▶ Exercise details
In the answer, each line of the listing should appear again unchanged.

┌──

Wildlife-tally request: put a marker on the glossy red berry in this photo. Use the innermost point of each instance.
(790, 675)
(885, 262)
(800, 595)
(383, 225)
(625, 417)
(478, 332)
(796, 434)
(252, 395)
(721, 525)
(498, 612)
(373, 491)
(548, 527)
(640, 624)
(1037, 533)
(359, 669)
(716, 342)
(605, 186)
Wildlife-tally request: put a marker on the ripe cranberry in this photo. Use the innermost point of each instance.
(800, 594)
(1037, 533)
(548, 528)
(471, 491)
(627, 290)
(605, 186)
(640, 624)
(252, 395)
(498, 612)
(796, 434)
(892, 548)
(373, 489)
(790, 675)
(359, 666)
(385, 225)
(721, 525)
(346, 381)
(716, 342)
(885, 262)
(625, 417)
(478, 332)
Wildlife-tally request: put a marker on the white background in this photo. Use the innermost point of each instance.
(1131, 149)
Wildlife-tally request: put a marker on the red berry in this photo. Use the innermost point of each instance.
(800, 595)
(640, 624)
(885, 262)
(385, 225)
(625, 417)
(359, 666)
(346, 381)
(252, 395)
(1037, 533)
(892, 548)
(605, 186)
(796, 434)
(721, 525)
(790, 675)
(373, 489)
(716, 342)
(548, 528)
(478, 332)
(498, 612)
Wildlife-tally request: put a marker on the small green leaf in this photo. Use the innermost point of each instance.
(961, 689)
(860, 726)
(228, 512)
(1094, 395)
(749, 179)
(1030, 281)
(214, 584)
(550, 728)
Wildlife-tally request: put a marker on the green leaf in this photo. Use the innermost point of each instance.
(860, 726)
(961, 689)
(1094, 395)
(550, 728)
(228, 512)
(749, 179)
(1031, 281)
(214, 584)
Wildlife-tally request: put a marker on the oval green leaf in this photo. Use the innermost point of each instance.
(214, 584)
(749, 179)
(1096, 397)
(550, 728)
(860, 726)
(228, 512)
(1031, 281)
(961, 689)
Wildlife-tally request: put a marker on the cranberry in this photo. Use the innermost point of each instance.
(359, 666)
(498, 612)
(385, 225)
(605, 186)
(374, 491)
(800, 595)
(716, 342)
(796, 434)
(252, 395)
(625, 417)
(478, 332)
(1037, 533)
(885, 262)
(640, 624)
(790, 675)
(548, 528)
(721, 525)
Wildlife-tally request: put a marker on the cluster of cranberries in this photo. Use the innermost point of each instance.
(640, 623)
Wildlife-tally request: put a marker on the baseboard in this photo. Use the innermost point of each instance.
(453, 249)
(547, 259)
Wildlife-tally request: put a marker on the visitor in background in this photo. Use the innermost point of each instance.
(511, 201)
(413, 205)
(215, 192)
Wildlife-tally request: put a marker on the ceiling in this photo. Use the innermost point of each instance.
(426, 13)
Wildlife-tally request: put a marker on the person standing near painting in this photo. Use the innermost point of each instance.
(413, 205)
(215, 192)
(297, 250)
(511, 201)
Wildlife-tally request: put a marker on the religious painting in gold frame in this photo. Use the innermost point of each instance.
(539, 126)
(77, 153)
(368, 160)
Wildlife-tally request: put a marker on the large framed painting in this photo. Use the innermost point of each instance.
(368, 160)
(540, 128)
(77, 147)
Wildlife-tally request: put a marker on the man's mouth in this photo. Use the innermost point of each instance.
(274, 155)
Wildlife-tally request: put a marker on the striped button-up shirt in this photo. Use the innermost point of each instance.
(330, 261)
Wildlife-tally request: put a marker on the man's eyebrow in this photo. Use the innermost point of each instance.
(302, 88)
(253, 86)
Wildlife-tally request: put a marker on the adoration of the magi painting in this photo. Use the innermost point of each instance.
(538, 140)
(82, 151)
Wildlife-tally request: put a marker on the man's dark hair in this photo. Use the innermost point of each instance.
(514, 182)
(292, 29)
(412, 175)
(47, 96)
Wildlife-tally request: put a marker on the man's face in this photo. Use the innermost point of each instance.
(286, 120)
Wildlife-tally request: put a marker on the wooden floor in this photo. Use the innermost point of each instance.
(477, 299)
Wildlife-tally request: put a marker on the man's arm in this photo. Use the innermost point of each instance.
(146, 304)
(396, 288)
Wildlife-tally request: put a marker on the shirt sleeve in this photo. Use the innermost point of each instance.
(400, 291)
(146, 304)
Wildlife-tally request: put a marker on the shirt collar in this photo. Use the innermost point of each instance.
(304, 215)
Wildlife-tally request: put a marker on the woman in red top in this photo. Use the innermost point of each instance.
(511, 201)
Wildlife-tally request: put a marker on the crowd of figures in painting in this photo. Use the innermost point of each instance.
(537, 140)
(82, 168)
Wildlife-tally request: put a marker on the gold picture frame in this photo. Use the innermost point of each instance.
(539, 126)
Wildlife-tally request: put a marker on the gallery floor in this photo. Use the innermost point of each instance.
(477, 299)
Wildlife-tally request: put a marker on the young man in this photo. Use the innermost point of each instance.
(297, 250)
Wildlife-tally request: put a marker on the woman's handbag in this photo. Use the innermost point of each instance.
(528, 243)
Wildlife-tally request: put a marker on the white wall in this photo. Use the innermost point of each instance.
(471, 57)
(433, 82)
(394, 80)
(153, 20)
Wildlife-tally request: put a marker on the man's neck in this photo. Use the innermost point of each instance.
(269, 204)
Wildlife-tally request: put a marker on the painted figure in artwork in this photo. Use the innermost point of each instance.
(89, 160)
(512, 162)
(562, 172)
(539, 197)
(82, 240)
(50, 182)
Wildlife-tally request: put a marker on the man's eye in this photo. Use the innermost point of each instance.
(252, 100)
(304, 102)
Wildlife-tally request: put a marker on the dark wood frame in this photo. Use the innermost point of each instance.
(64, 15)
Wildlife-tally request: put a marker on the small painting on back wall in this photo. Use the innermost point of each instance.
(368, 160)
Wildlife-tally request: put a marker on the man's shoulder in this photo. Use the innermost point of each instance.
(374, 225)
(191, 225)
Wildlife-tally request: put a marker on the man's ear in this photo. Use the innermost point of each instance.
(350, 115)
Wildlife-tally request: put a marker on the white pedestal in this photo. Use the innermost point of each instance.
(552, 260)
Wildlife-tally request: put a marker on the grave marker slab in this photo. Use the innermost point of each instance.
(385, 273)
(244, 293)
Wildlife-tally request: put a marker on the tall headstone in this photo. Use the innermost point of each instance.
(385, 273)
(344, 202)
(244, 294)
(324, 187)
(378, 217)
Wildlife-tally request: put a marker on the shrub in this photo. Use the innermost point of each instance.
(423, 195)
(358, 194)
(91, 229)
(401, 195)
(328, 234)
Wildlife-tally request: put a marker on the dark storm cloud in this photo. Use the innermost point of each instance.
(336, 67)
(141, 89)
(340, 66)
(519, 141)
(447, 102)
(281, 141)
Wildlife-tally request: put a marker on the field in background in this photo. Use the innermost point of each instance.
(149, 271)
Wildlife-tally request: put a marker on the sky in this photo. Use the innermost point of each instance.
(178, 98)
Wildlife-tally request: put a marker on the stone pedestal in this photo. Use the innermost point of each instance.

└──

▶ Reply to the task
Wildlife-tally request: put a marker on the glossy red berry in this photo. Use the innermost point of each instance.
(790, 675)
(885, 262)
(800, 595)
(383, 225)
(625, 417)
(478, 332)
(796, 434)
(252, 395)
(721, 525)
(498, 612)
(373, 491)
(548, 527)
(640, 624)
(1037, 533)
(359, 669)
(716, 342)
(605, 186)
Wildlife-tally request: put a marker on the ripe cranberry in this photo. Use the innermost point of each instance.
(800, 594)
(1037, 533)
(548, 528)
(471, 491)
(627, 290)
(605, 186)
(640, 624)
(252, 395)
(498, 612)
(796, 434)
(892, 548)
(373, 489)
(790, 675)
(359, 666)
(385, 225)
(721, 525)
(346, 381)
(716, 342)
(885, 262)
(625, 417)
(478, 332)
Wildlife-tally request: put a marker on the white background in this photo. Use the innermost point of each instance.
(1131, 149)
Wildlife-tally request: put a marker on the red berry in this photo. Use the innermost point of each instance.
(800, 595)
(640, 624)
(885, 262)
(385, 225)
(625, 417)
(359, 666)
(346, 381)
(252, 395)
(1037, 533)
(892, 548)
(605, 186)
(796, 434)
(721, 525)
(790, 675)
(373, 489)
(716, 342)
(548, 528)
(478, 332)
(498, 612)
Wildlife-tally request: put a marker on the small green leaf in this photo. Use the innermost point of each instance.
(961, 689)
(860, 726)
(228, 512)
(1094, 395)
(749, 179)
(1030, 281)
(214, 584)
(550, 728)
Wildlife-tally request: put a marker on the green leaf in this photo. Use the innermost point of each instance.
(860, 726)
(961, 689)
(1094, 395)
(550, 728)
(228, 512)
(749, 179)
(1031, 281)
(214, 584)
Wildlife-tally request: put a marker on the oval green leaf in this photo. Use the innermost point of each instance.
(214, 584)
(749, 179)
(1096, 397)
(550, 728)
(860, 726)
(228, 512)
(1031, 281)
(961, 689)
Wildlife-tally request: put a marker on the cranberry in this photo. Use the innermost point of each instance.
(359, 666)
(498, 612)
(385, 225)
(605, 186)
(374, 491)
(800, 595)
(716, 342)
(796, 434)
(252, 395)
(625, 417)
(478, 332)
(1037, 533)
(885, 262)
(640, 624)
(790, 675)
(548, 528)
(721, 525)
Wildlife-tally request: put a marker on the cluster of cranberries in this photo. Use the innermost point of each instance.
(640, 623)
Wildlife-tally request: put a marker on the baseboard in this photo. Use the innermost point of each instance.
(453, 249)
(547, 259)
Wildlife-tally request: put a marker on the visitor in background in this photo. Use the innermost point of each instance.
(511, 201)
(413, 205)
(215, 192)
Wildlife-tally request: put a marker on the ceiling in this photo. Use the innermost point of each instance.
(426, 13)
Wildlife-tally request: put a marker on the person standing near painting in this photo. Use the innermost point of each instance.
(413, 205)
(215, 192)
(297, 250)
(511, 201)
Wildlife-tally request: put a marker on the religious painting in gold frame in this photo. Use the innermost point of each instance.
(539, 126)
(77, 153)
(368, 160)
Wildlife-tally request: put a marker on the large framed painting in this photo. Use the innermost point of each instance.
(368, 160)
(540, 128)
(77, 147)
Wildlife-tally request: put a marker on the man's mouth in this photo. Use the innermost point of each instance.
(274, 155)
Wildlife-tally request: put a marker on the striped button-up shirt in this photo. Use the innermost point of each instance.
(330, 261)
Wildlife-tally request: put a marker on the man's eyebrow in this photo. Use the innermost point of each instance.
(302, 88)
(253, 86)
Wildlife-tally request: put a marker on the adoration of the magi painting in this photo. Use the innermost point of each instance.
(538, 140)
(82, 151)
Wildlife-tally request: put a marker on the man's dark hair in this photo. Use the innermost point of each instance.
(514, 182)
(292, 29)
(412, 175)
(47, 96)
Wildlife-tally request: put a marker on the man's face in this photo. Use the innermost point of each instance.
(286, 120)
Wildlife-tally request: put a marker on the wooden floor in this photo. Use the innermost point of each instance.
(477, 299)
Wildlife-tally request: put a marker on the man's arm in this photo. Use the innermost point of each instance.
(146, 304)
(396, 288)
Wildlife-tally request: put a marker on the shirt sleeve in this photo. Use the innermost point of each instance.
(400, 291)
(146, 304)
Wildlife-tally request: put a marker on the shirt collar in this photo. Use the innermost point of each instance.
(304, 215)
Wildlife-tally request: put a marker on the woman in red top in this photo. Use the innermost point of each instance.
(511, 201)
Wildlife-tally request: put a marker on the crowd of figures in painting in this photo. Use the innermost point of each instance.
(537, 140)
(82, 168)
Wildlife-tally request: put a marker on the gold picture frame in this photo. Use the innermost point of each instance.
(539, 126)
Wildlife-tally request: put a marker on the gallery floor in this photo. Use the innermost point of each instance.
(477, 299)
Wildlife-tally request: put a marker on the young man in this photo. Use the innermost point of each instance.
(297, 250)
Wildlife-tally request: put a marker on the woman's handbag in this photo. Use the innermost point of each instance.
(528, 243)
Wildlife-tally request: put a marker on the white wall in this photo. Use the innermost point of each instance.
(471, 57)
(433, 82)
(394, 80)
(153, 20)
Wildlife-tally request: put a marker on the man's neck in this photo. Use the innermost point of each instance.
(269, 204)
Wildlife-tally request: put a marker on the painted figure in artwork in this photo. Use the innermost point of each instance.
(89, 160)
(512, 162)
(562, 172)
(539, 197)
(82, 240)
(50, 182)
Wildlife-tally request: put a marker on the man's eye in this photo. Use the innermost point of each instance.
(252, 100)
(304, 102)
Wildlife-tally request: put a marker on the dark wood frame in this photo. Use the innermost point of each instance.
(64, 15)
Wildlife-tally request: put a marker on the small painting on back wall in this photo. Use the innermost point of each instance.
(368, 160)
Wildlife-tally request: put a marker on the man's shoulder in this photo. Use the innermost point of each instance.
(374, 225)
(191, 225)
Wildlife-tally request: put a marker on the man's ear in this photo. Use the innermost point of each instance.
(350, 115)
Wildlife-tally request: put a marker on the white pedestal in this photo. Use the innermost point of each instance.
(552, 260)
Wildlife-tally request: put a marker on the grave marker slab in this photo. Use the innermost point of each instance.
(385, 273)
(244, 293)
Wildlife-tally request: put a marker on the tall headstone in this photo. Use the innermost point of each instance.
(385, 273)
(344, 202)
(244, 294)
(324, 187)
(378, 217)
Wildlife-tally request: put a marker on the shrub in this photo. Use the innermost point of each instance.
(423, 195)
(358, 194)
(91, 229)
(401, 195)
(328, 234)
Wildlife-tally request: put a marker on the dark storm cloud in this photo. Use the innermost point of each instance.
(336, 67)
(141, 89)
(340, 66)
(519, 141)
(447, 102)
(281, 141)
Wildlife-tally request: put a marker on the field in background in this photo. Use the innermost point of each instance.
(149, 271)
Wildlife-tally request: put a marker on the sky in this photo. Use the innermost point of each instance.
(178, 98)
Wildlife-tally request: put a marker on the stone pedestal in this photo. Use the innermost point of each instance.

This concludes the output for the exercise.